WRITTEN PROBLEM
Write out the following records word for word, everything from the line containing "Tell me, in the frame shown here, where is the thin" down to the line containing "120,66 -> 204,146", both of those lines included.

_ _ _ _ _ _ _

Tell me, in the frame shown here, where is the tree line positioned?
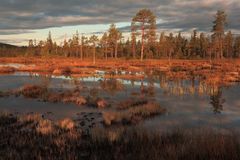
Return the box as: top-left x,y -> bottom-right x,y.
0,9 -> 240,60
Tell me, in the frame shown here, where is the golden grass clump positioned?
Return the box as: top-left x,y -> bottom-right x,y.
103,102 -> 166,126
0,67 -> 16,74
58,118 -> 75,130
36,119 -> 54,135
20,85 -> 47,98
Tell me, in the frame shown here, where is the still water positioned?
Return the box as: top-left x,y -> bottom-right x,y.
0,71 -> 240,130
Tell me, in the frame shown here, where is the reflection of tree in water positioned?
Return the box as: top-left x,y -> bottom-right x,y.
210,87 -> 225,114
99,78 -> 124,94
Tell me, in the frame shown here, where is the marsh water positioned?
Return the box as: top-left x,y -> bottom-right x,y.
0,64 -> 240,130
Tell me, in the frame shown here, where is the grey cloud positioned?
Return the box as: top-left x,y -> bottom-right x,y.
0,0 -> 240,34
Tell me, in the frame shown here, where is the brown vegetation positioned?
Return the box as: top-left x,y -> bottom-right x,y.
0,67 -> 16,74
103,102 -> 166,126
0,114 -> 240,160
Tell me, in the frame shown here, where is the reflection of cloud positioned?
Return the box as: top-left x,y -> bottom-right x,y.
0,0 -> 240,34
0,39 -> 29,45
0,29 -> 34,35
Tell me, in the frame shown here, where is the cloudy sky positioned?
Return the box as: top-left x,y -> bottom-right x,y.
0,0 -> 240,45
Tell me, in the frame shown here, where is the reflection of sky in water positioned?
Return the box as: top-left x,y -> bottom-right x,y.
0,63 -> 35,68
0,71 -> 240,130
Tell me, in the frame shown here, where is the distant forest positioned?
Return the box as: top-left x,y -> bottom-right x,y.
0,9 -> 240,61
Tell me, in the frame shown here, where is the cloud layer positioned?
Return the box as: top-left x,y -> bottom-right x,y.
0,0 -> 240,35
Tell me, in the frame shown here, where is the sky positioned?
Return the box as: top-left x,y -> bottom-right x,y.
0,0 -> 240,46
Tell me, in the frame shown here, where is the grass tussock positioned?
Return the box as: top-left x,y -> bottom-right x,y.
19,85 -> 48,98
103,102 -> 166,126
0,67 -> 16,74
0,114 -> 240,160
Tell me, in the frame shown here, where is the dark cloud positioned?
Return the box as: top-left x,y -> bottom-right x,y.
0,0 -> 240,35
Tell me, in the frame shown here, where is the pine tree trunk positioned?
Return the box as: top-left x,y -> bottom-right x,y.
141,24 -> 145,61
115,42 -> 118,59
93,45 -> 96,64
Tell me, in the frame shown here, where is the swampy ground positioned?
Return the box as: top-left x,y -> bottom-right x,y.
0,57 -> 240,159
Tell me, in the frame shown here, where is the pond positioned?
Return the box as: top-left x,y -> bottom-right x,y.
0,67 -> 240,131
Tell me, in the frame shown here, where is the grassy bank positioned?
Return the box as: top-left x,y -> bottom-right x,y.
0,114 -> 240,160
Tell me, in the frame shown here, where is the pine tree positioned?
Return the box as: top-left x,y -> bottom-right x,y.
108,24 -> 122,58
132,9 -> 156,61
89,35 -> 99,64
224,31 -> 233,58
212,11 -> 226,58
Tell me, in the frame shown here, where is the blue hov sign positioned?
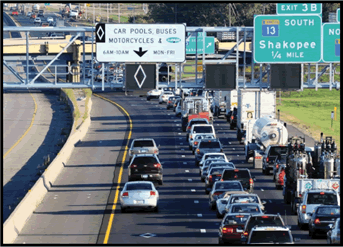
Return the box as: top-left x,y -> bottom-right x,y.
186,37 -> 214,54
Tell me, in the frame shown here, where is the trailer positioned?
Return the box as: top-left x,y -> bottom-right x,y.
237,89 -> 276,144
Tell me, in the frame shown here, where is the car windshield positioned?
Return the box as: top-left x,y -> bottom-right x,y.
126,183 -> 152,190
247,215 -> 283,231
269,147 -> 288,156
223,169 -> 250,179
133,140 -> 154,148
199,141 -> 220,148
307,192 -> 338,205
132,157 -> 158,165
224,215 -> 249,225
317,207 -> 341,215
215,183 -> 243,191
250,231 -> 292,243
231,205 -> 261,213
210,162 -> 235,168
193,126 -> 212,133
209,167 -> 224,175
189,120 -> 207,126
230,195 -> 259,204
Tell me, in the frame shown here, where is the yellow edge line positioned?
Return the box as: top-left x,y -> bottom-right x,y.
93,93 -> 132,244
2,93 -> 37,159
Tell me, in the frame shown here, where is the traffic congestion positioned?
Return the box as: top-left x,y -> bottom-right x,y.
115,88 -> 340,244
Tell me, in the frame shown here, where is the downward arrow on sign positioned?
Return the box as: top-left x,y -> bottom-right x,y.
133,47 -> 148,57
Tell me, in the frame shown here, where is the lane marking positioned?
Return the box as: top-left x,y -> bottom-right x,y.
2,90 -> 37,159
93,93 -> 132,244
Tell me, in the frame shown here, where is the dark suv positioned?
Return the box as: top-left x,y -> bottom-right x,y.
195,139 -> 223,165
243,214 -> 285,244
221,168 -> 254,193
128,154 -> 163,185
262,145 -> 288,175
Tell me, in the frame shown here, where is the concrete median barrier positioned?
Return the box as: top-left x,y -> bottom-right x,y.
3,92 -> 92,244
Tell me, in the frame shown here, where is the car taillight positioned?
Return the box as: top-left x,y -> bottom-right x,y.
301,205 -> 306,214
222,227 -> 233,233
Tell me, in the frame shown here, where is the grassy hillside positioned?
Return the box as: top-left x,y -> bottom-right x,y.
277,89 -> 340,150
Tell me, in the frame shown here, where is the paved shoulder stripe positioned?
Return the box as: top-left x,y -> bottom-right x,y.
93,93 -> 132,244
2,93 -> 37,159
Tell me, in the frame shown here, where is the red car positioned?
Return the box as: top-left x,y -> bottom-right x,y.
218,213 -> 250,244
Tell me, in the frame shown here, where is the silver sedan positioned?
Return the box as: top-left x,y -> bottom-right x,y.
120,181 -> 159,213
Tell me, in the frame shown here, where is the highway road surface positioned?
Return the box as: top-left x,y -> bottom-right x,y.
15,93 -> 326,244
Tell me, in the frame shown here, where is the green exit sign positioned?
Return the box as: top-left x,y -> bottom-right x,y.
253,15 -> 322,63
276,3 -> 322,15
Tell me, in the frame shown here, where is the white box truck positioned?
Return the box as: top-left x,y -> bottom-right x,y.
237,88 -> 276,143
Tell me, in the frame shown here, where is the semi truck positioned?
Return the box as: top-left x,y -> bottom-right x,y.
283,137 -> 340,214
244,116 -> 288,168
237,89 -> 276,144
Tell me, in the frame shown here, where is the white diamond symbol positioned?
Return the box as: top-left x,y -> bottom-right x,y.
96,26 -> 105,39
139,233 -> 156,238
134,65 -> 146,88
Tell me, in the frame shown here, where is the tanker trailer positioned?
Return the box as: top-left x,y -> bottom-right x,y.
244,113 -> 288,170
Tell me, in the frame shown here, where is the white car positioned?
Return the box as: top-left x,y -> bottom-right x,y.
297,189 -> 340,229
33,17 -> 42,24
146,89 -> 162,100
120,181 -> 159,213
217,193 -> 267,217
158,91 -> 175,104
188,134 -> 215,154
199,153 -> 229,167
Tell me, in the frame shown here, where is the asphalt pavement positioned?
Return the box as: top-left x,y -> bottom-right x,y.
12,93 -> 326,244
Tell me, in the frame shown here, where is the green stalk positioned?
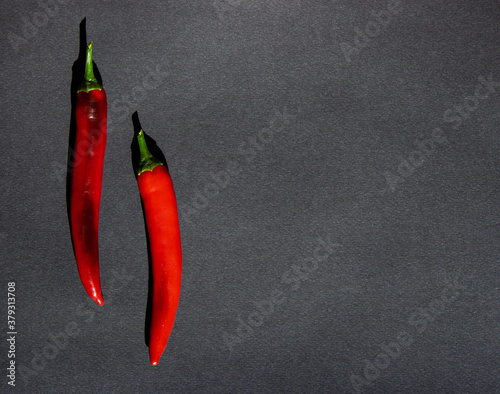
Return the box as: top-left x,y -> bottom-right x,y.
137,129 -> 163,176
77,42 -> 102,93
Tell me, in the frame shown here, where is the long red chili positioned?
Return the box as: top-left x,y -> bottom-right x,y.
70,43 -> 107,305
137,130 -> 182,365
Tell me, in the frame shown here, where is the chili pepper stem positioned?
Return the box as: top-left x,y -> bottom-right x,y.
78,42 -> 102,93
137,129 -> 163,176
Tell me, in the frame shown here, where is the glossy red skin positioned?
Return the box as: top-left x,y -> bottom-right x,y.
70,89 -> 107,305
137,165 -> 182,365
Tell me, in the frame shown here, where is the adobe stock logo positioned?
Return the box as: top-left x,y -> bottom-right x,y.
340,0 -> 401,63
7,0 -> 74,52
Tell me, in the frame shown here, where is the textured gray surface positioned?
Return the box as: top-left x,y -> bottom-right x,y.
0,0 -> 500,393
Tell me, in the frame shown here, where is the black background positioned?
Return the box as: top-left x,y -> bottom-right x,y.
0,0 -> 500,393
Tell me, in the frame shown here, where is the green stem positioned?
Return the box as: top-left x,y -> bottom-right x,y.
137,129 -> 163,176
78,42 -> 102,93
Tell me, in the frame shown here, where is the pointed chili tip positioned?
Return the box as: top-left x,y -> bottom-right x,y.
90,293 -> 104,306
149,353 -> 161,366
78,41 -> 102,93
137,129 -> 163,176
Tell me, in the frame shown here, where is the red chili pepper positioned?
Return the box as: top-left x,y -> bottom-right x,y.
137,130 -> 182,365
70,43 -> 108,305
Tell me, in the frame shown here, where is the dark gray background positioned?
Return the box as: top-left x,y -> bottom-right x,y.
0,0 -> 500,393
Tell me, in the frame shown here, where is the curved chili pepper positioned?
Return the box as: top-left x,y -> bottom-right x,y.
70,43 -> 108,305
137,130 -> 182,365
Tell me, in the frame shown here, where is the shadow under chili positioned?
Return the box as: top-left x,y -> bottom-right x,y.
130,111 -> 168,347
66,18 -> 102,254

_ _ _ _ _ _ _

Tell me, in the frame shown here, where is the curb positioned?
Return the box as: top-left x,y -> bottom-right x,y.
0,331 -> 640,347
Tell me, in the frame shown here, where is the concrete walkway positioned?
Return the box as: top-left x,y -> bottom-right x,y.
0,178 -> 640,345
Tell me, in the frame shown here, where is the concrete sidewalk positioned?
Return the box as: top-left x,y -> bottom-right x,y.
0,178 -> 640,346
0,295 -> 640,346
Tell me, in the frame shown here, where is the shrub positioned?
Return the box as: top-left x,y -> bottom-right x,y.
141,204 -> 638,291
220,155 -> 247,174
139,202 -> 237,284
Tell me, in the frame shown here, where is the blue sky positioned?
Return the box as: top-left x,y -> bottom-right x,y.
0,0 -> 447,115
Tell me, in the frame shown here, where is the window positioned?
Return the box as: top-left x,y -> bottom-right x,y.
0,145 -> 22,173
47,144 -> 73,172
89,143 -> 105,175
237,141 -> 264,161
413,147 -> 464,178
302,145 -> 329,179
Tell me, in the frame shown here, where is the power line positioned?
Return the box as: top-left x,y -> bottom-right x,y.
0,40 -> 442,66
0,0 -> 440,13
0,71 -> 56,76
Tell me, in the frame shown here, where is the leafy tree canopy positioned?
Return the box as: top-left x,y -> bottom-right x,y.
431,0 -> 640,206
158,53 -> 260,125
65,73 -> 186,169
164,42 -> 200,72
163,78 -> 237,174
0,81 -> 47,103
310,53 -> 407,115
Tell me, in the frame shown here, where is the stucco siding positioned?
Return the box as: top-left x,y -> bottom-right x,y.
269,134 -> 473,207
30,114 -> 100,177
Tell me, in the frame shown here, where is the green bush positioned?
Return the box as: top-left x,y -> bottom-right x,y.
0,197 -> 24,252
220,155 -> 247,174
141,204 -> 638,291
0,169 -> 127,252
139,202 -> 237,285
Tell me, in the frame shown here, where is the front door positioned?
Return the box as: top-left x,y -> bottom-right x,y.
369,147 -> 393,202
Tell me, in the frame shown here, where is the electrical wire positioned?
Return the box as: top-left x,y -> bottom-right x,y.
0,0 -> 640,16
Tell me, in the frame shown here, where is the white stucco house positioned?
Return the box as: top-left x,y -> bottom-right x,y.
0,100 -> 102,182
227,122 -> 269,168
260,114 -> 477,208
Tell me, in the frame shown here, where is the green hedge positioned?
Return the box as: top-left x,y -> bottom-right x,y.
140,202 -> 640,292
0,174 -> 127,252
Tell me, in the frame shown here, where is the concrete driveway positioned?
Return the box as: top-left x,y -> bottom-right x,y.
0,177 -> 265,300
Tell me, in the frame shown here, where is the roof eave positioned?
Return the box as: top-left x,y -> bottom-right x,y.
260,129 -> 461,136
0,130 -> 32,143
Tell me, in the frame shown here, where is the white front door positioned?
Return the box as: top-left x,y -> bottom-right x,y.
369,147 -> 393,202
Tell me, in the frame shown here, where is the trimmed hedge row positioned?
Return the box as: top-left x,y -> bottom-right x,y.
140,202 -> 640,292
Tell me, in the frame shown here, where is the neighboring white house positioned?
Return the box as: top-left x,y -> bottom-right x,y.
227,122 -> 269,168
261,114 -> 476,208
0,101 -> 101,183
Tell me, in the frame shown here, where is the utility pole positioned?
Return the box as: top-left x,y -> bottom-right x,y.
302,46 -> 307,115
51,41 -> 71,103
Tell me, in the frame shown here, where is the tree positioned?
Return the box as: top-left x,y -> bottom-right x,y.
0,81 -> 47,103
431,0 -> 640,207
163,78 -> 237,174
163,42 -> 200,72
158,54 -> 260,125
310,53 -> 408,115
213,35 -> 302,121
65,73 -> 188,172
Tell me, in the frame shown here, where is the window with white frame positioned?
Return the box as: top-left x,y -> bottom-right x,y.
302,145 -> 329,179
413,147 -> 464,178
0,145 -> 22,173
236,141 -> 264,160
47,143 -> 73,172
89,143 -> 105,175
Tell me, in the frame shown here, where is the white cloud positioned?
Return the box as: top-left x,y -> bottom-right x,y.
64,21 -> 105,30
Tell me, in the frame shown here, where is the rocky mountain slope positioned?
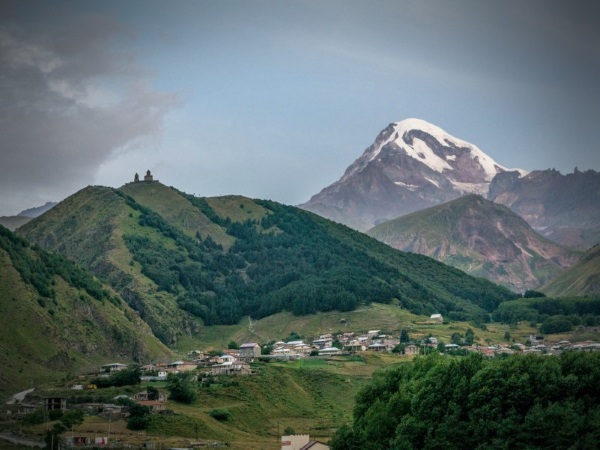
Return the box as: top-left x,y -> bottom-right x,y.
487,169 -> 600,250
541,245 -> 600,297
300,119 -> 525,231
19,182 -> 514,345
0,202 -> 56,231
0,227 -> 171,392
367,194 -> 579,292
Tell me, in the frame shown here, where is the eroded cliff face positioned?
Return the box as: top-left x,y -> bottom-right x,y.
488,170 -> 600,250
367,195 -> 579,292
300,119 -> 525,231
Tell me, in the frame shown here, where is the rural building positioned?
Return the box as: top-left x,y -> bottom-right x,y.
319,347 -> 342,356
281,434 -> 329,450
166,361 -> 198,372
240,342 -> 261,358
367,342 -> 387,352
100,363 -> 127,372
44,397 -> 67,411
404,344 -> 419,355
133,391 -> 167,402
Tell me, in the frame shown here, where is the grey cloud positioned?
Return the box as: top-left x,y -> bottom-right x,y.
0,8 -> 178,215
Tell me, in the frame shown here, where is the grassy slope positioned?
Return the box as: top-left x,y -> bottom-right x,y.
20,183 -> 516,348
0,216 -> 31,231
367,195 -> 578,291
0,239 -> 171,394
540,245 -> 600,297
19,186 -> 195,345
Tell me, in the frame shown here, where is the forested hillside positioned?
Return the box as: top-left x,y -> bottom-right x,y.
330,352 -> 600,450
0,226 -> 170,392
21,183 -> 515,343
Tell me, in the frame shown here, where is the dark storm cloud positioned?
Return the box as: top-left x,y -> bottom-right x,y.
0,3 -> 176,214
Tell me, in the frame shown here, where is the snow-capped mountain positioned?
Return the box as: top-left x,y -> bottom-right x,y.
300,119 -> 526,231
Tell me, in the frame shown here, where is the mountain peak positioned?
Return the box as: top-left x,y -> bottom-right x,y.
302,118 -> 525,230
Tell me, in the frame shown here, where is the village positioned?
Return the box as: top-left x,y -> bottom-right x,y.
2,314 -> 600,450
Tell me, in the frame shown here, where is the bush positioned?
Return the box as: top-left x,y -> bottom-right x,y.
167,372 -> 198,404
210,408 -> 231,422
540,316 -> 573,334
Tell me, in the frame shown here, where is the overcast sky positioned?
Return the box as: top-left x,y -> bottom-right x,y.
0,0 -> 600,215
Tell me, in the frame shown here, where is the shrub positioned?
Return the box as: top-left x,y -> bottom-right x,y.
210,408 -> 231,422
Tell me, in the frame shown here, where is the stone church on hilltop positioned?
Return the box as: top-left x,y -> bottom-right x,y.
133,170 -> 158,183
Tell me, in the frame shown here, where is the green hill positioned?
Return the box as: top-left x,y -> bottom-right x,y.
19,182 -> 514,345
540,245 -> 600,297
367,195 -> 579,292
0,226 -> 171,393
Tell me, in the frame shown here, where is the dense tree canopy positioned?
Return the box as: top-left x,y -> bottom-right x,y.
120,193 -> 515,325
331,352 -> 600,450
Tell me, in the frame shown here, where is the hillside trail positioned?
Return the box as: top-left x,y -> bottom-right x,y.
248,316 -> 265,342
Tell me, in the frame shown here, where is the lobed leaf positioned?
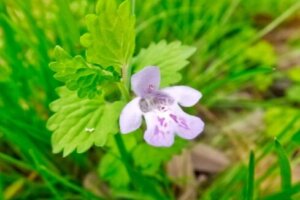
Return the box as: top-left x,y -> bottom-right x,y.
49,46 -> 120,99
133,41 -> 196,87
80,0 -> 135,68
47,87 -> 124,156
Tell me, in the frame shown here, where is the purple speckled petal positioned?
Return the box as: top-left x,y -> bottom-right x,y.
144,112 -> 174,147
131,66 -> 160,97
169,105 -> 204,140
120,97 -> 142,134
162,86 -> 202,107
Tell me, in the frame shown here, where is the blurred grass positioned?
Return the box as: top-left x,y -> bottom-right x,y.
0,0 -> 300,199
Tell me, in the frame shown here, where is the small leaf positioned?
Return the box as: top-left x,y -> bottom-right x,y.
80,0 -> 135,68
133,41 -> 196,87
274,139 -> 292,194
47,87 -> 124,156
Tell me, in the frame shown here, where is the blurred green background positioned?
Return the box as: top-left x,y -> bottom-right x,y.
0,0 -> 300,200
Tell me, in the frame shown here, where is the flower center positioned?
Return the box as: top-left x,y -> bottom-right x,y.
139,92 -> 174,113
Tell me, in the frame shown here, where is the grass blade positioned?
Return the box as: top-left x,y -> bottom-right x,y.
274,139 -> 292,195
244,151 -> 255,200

_ _ _ _ _ _ _

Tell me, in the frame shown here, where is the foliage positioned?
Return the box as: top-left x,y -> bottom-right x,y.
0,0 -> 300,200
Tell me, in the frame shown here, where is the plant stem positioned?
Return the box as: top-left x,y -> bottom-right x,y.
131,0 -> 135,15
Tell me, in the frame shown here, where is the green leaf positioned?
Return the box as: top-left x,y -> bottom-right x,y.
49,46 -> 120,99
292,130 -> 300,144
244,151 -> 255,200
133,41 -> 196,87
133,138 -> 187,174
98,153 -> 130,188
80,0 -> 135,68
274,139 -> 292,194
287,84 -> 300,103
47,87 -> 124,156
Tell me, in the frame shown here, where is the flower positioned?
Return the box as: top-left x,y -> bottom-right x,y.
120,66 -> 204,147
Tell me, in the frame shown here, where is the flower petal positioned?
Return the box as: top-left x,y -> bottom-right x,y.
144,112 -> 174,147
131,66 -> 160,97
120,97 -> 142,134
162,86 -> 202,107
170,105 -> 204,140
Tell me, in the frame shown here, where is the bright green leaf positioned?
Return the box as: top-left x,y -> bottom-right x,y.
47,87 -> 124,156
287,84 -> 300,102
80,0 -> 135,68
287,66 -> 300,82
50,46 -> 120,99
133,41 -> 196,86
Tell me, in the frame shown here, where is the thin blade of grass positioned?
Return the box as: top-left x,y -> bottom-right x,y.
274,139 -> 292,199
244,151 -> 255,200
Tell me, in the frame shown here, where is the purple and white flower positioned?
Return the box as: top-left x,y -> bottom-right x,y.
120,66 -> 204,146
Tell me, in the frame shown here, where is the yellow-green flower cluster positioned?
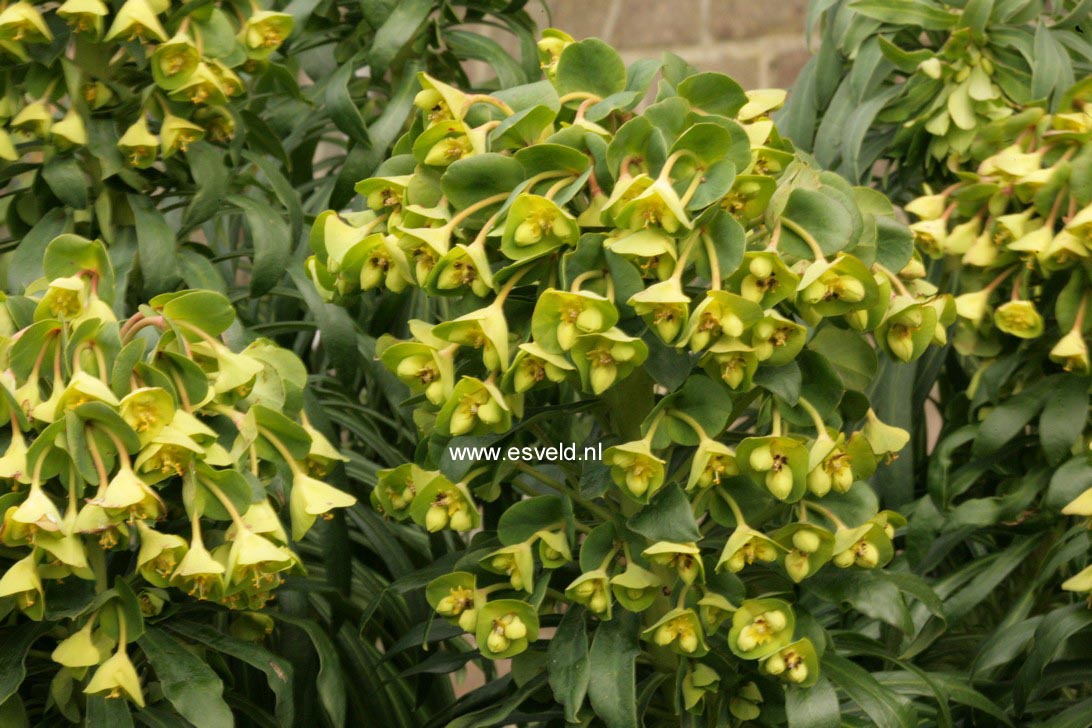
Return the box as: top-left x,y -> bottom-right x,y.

_ _ _ _ _ _ _

RESPONSE TO THIS TASK
Tell me, in the frame shown here, where is the thin blade of grass positioned?
Return the box as: top-left x,y -> bottom-right x,y.
274,139 -> 292,199
244,151 -> 255,200
Tell me, in the frame shown here, where is the purple and white flower positioned?
Return the box as: top-left x,y -> bottom-right x,y.
120,66 -> 204,146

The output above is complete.